Exercise description:
Repeat the entire listing exactly.
## start
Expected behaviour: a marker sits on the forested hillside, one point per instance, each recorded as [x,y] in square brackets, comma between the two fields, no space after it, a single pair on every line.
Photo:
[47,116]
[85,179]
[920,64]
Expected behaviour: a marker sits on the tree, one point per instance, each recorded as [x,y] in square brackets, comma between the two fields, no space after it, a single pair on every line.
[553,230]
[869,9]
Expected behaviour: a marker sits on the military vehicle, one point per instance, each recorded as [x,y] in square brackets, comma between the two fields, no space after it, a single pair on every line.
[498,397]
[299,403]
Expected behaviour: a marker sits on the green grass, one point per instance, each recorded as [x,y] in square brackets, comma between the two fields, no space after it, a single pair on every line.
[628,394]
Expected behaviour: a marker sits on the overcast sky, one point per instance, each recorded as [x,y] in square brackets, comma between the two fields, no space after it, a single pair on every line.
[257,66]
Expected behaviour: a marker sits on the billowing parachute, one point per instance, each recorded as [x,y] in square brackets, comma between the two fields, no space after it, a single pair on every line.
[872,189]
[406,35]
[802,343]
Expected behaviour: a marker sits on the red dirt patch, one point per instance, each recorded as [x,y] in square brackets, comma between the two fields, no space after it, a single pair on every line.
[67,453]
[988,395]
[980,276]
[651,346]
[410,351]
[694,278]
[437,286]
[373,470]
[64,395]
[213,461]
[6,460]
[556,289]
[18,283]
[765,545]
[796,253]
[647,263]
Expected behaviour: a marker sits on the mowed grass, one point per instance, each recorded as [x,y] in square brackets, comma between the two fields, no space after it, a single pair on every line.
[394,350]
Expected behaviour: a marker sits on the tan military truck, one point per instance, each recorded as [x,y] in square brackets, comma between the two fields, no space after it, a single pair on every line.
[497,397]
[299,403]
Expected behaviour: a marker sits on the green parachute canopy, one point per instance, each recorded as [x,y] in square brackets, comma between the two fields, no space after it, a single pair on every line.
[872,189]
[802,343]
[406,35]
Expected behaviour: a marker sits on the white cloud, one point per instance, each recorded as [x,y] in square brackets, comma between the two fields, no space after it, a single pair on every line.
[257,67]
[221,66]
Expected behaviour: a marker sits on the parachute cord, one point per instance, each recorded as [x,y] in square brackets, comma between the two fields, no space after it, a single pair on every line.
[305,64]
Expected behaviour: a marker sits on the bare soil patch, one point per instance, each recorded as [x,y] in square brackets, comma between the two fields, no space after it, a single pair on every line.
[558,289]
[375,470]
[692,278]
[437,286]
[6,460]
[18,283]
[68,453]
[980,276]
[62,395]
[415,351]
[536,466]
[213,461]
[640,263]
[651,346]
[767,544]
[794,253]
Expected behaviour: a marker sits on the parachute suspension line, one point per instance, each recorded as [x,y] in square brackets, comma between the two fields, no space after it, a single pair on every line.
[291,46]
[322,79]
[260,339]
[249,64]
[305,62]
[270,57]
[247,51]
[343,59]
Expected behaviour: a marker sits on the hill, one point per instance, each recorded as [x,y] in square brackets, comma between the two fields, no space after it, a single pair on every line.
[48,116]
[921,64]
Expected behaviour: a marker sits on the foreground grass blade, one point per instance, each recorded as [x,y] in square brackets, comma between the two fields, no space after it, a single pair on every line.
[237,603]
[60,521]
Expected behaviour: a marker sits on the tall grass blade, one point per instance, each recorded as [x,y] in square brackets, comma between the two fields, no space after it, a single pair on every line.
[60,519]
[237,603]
## end
Answer to the task:
Expected behaviour: a marker sits on the forested hillside, one point per instance, each recorded as [x,y] in square brackets, comma between the two fields, no space after it, a single pair on every line.
Photo:
[47,116]
[85,179]
[920,64]
Expected behaviour: a marker sits on the tree, one point per instance, each recorded as [x,y] in square brackets, comma between the two fields, no space after it, a single pair on every line.
[553,230]
[869,9]
Expected behaviour: a marker sits on the military vehicle, one point per instance, each recorded as [x,y] in square brackets, comma between the two fields, no space after it, a single pair on every line.
[498,397]
[299,403]
Expected behaviour: a marker sits on the green grass, one point per instance, each recorded as [x,y] in square brackets, comma between the two fields, no space after it, a single pair on every line.
[628,394]
Expected behaviour: a marker sits on the overcast sky, one point per instance, each recorded as [x,y] in square brackets, comma between the two fields, no space after it, a single pair on every line.
[257,66]
Expected behaviour: a marker sits on the billowing parachute, one point per instance, each recorded as [x,y] in square brackets, comma between the two fields, no space after it, a single pair on every line.
[872,189]
[406,35]
[802,343]
Expected behaviour: a marker sits on the red dirt patch, one point per instance, each recorded as [x,y] in square brackets, comma between the two fields, no space after it, a single pair on every line.
[67,453]
[988,395]
[980,276]
[651,346]
[410,351]
[694,278]
[437,286]
[373,470]
[64,395]
[213,461]
[6,460]
[556,289]
[18,283]
[765,545]
[796,253]
[647,263]
Expected behaviour: a marker sits on the mowed grass, one point per instance, each recorded as [x,y] in square brackets, comma between the two fields, no space after it, a single pair on every line.
[394,350]
Expected behaviour: a marker sits on the tan military truck, one point per instance, each recorded as [x,y] in square brackets, comma between the two fields, no space after it, a single pair on every line.
[497,397]
[299,403]
Expected behaviour: a marker sits on the green parachute canopy, one point per instance, each recorded as [x,y] in square brackets, comma between the two fields, no space after it, a single pair on every line.
[872,189]
[802,343]
[406,35]
Expected behaviour: a marker sits on the white cloud, one point per instance, each recorded as [x,y] in square brackets, comma between the two fields, no space after it, a single pair on every line.
[257,67]
[221,66]
Expected behaviour: a marker sits on the parachute cord, one point per instance, each recorded as [x,y] in square brackets, comma between the two fields, no space after it, a single pair on every line.
[305,64]
Expected behaviour: a marker sits on the bare soil patch, one point per instance, each recorded as [x,y] in square brackets, comma between the two fields, no space after it, a single pair on every line.
[558,289]
[375,470]
[692,278]
[437,286]
[6,460]
[18,283]
[68,453]
[980,276]
[62,395]
[415,351]
[536,466]
[213,461]
[640,263]
[651,346]
[767,544]
[794,253]
Expected behaviour: a marker sits on the parachute suspension line, one point per instance, each recorded as [x,y] in square brackets, comma between the two fields, no space after it, a single pair on every line.
[291,46]
[322,79]
[260,339]
[249,64]
[305,62]
[270,57]
[247,51]
[343,59]
Expected behaviour: a marker sits on the hill, one point per instance, each recorded as [x,y] in square brackets, comma between the two fields, no space after it, a single pair on every line.
[48,116]
[921,64]
Expected behaviour: a marker sits on the foreground grass blade, one point per instance, each recorded as [x,y] in square brackets, comma between the two fields, no space after it, a single pair on every line.
[237,603]
[60,521]
Expected behaviour: a marker sits on the tall grass blade, one point per instance, each recorded as [x,y] in square brackets, comma between the two fields, no space after it, a single pair on every line.
[60,519]
[237,603]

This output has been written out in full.